[INFORMATION PROVIDED]

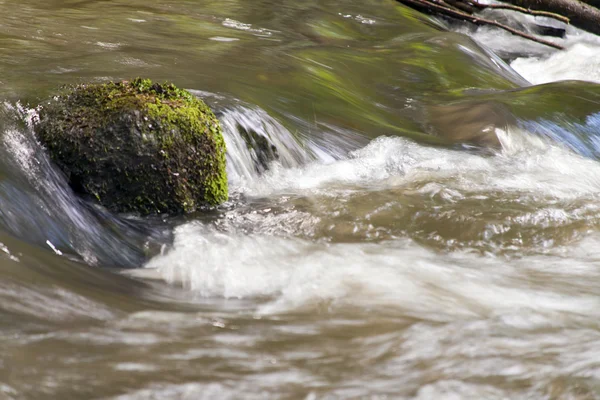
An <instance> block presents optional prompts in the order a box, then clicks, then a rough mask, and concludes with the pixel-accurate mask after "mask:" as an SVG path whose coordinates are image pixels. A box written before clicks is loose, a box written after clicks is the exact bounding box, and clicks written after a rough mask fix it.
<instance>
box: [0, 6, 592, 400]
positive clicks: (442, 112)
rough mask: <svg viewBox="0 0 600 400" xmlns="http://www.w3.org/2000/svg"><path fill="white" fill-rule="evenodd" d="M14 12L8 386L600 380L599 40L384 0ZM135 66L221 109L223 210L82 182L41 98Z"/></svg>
mask: <svg viewBox="0 0 600 400" xmlns="http://www.w3.org/2000/svg"><path fill="white" fill-rule="evenodd" d="M0 15H2V17H1V19H0V43H2V46H0V93H1V94H2V99H1V101H2V103H1V104H0V132H1V134H0V152H1V155H0V338H1V340H0V398H2V399H4V398H6V399H50V398H52V399H84V398H86V399H87V398H98V399H128V400H131V399H241V398H243V399H350V398H372V399H384V398H387V399H427V400H429V399H448V400H450V399H453V400H454V399H597V398H600V322H599V321H600V318H599V317H600V297H599V296H598V294H599V290H598V287H600V201H599V200H600V164H599V163H598V160H600V157H599V156H600V86H599V85H597V84H595V83H593V82H599V81H600V72H599V71H600V58H599V57H598V54H600V39H598V38H597V37H594V36H592V35H588V34H585V33H583V32H581V31H578V30H576V29H574V28H571V27H568V28H567V37H566V38H565V39H557V40H558V41H559V42H560V43H561V44H563V45H564V46H566V47H567V50H565V51H564V52H554V51H553V50H551V49H547V48H544V47H542V46H539V45H537V44H533V43H528V42H526V41H524V40H521V39H516V38H514V37H511V36H509V35H505V34H504V33H499V32H497V31H490V30H488V29H487V28H481V29H479V30H476V31H474V30H471V29H467V28H465V27H457V26H446V25H444V24H445V22H443V21H434V20H432V19H429V18H428V17H426V16H422V15H419V14H417V13H415V12H413V11H411V10H410V9H407V8H405V7H403V6H402V5H400V4H399V3H396V2H394V1H392V0H384V1H374V0H373V1H339V0H338V1H334V0H329V1H304V2H298V1H288V0H283V1H267V0H263V1H252V2H247V1H246V2H242V1H237V0H227V1H218V2H217V1H208V0H206V1H183V0H181V1H175V0H172V1H161V2H158V1H153V0H150V1H148V0H146V1H137V0H136V1H124V0H123V1H112V2H97V1H96V2H95V1H75V0H72V1H70V0H52V1H41V0H40V1H28V2H26V4H23V3H22V2H17V1H15V0H6V1H0ZM521 22H522V23H523V24H524V26H528V24H530V23H531V22H532V18H530V17H522V18H521ZM545 23H548V22H547V21H546V22H545ZM448 29H449V30H448ZM484 46H485V47H484ZM494 52H496V53H497V54H498V55H496V53H494ZM500 57H502V58H500ZM508 63H510V66H509V64H508ZM513 68H514V69H513ZM135 76H147V77H150V78H153V79H157V80H161V81H162V80H170V81H173V82H175V83H176V84H178V85H180V86H183V87H186V88H188V89H190V90H191V91H192V92H193V93H194V94H195V95H197V96H199V97H201V98H203V99H204V100H205V101H206V102H207V103H209V104H210V105H211V106H212V107H213V108H214V110H215V111H216V113H217V114H218V116H219V118H220V120H221V123H222V126H223V128H224V134H225V140H226V144H227V148H228V155H227V157H228V158H227V162H228V166H227V167H228V175H229V181H230V189H231V196H230V197H231V198H230V201H229V202H227V203H226V204H224V205H222V206H220V207H218V208H216V209H213V210H207V211H202V212H198V213H195V214H192V215H186V216H183V217H169V216H153V217H149V218H140V217H138V216H135V215H112V214H110V213H109V212H108V211H106V210H104V209H102V208H101V207H99V206H97V205H94V204H92V203H89V202H87V201H86V200H85V199H80V198H77V197H76V196H74V195H73V194H72V193H71V191H70V189H69V188H68V186H67V185H66V183H65V180H64V177H63V176H62V175H61V174H60V172H59V171H57V170H56V169H55V168H54V167H53V166H52V164H51V163H50V162H49V160H48V158H47V156H46V155H45V152H44V149H43V148H42V147H41V146H40V145H39V144H38V143H37V142H36V140H35V138H34V136H33V133H32V127H31V122H32V120H33V119H34V118H35V110H34V107H35V105H37V104H39V103H40V102H43V100H44V99H46V98H48V97H50V96H51V95H52V93H53V91H54V90H56V88H57V87H59V86H60V85H62V84H69V83H77V82H84V81H98V82H102V81H106V80H109V79H128V78H131V77H135ZM564 79H575V80H579V82H577V81H565V82H558V81H561V80H564ZM581 81H586V82H581ZM532 84H544V85H539V86H533V85H532ZM248 138H251V139H248ZM264 142H267V143H268V144H269V146H267V148H268V149H269V150H268V151H266V152H265V151H264V146H260V143H264ZM261 149H263V150H261Z"/></svg>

[/INFORMATION PROVIDED]

Since the pictures are not wanted, set down only the rest of each record, exactly as above.

An <instance> block presents optional prompts in the order a box, then clicks, then a rough mask, and concludes with the pixel-accurate mask after "mask:" as an SVG path whose coordinates are image pixels. A box written before clicks is loose, a box written after clicks is the exact bounding box, and clicks written after a rough mask fix it.
<instance>
box: [0, 6, 592, 400]
positive clicks: (442, 112)
rough mask: <svg viewBox="0 0 600 400" xmlns="http://www.w3.org/2000/svg"><path fill="white" fill-rule="evenodd" d="M14 12L8 386L600 380L599 40L384 0ZM135 66L221 109L223 210L82 182L41 98Z"/></svg>
mask: <svg viewBox="0 0 600 400" xmlns="http://www.w3.org/2000/svg"><path fill="white" fill-rule="evenodd" d="M0 15H2V17H1V19H0V43H2V46H0V93H1V94H2V99H1V101H2V103H1V104H0V132H1V134H0V152H1V155H0V338H1V340H0V398H2V399H4V398H6V399H50V398H52V399H84V398H86V399H87V398H98V399H128V400H131V399H241V398H243V399H350V398H372V399H384V398H387V399H427V400H429V399H448V400H450V399H453V400H454V399H597V398H600V322H599V321H600V318H599V317H600V297H599V296H598V294H599V290H598V287H600V201H599V200H600V164H599V163H598V160H600V157H599V156H600V86H599V85H597V84H595V83H593V82H599V81H600V72H599V71H600V58H599V57H598V54H600V39H598V38H597V37H594V36H592V35H588V34H585V33H583V32H581V31H578V30H576V29H574V28H571V27H568V28H567V37H566V38H565V39H557V40H558V41H559V42H560V43H561V44H563V45H564V46H566V47H567V50H565V51H564V52H554V51H553V50H551V49H547V48H544V47H542V46H539V45H537V44H533V43H528V42H526V41H524V40H521V39H516V38H514V37H511V36H509V35H505V34H504V33H499V32H497V31H490V30H488V29H487V28H481V29H479V30H476V31H474V30H471V29H467V28H465V27H457V26H446V25H444V24H445V22H443V21H434V20H432V19H429V18H428V17H426V16H422V15H419V14H417V13H415V12H413V11H411V10H410V9H407V8H405V7H403V6H402V5H400V4H399V3H396V2H394V1H392V0H384V1H374V0H373V1H339V0H338V1H334V0H329V1H304V2H298V1H288V0H283V1H267V0H263V1H252V2H247V1H246V2H242V1H237V0H227V1H218V2H217V1H208V0H206V1H183V0H181V1H175V0H172V1H161V2H158V1H153V0H150V1H148V0H146V1H137V0H136V1H124V0H123V1H112V2H97V1H96V2H95V1H75V0H72V1H70V0H52V1H41V0H40V1H28V2H26V4H23V3H22V2H17V1H15V0H6V1H0ZM521 22H522V23H523V24H524V26H528V24H530V23H531V22H532V18H530V17H522V18H521ZM545 23H548V22H547V21H546V22H545ZM448 29H449V30H448ZM484 46H485V47H484ZM494 52H496V53H497V54H498V55H496V53H494ZM500 57H502V58H500ZM508 63H510V66H509V64H508ZM513 68H514V69H513ZM135 76H147V77H150V78H153V79H157V80H161V81H162V80H170V81H173V82H175V83H176V84H178V85H180V86H183V87H186V88H188V89H190V90H191V91H192V92H193V93H194V94H195V95H197V96H199V97H201V98H203V99H204V100H205V101H206V102H207V103H209V104H210V105H211V106H212V107H213V108H214V110H215V111H216V113H217V114H218V116H219V118H220V120H221V123H222V126H223V128H224V134H225V140H226V144H227V148H228V155H227V157H228V158H227V162H228V166H227V167H228V175H229V181H230V189H231V196H230V197H231V198H230V201H229V202H227V203H226V204H224V205H222V206H220V207H218V208H216V209H213V210H207V211H202V212H198V213H195V214H192V215H186V216H183V217H169V216H153V217H149V218H140V217H138V216H135V215H112V214H110V213H109V212H108V211H106V210H104V209H102V208H101V207H99V206H97V205H94V204H92V203H89V202H87V201H86V200H85V199H80V198H77V197H76V196H74V195H73V194H72V193H71V191H70V189H69V188H68V186H67V185H66V183H65V180H64V177H63V176H62V175H61V174H60V172H59V171H57V170H56V169H55V168H54V167H53V166H52V164H51V163H50V162H49V160H48V158H47V156H46V155H45V152H44V149H43V148H42V147H41V146H40V145H39V144H38V143H37V142H36V140H35V138H34V136H33V133H32V127H31V122H32V120H33V119H34V118H35V110H34V107H35V105H37V104H39V103H40V102H43V100H44V99H46V98H48V97H50V96H51V95H52V93H53V91H54V90H56V88H57V87H59V86H60V85H62V84H69V83H77V82H84V81H98V82H102V81H106V80H109V79H128V78H131V77H135ZM564 79H575V80H579V82H577V81H565V82H558V81H561V80H564ZM581 81H586V82H581ZM532 84H544V85H539V86H533V85H532ZM248 138H251V139H248ZM264 142H267V143H268V144H269V146H267V148H268V149H269V150H268V151H266V152H265V151H264V146H260V143H264ZM261 149H263V150H261Z"/></svg>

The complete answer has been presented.